Print the material below line for line, with no changes.

## begin Supplied data

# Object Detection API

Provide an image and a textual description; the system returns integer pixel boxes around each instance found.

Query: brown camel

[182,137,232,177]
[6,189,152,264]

## end Supplied data

◆ Solved exercise
# Object Detection API

Provide an image and a textual description; the system returns integer pixel boxes around each instance found.

Query: brown camel

[182,137,232,177]
[6,189,152,264]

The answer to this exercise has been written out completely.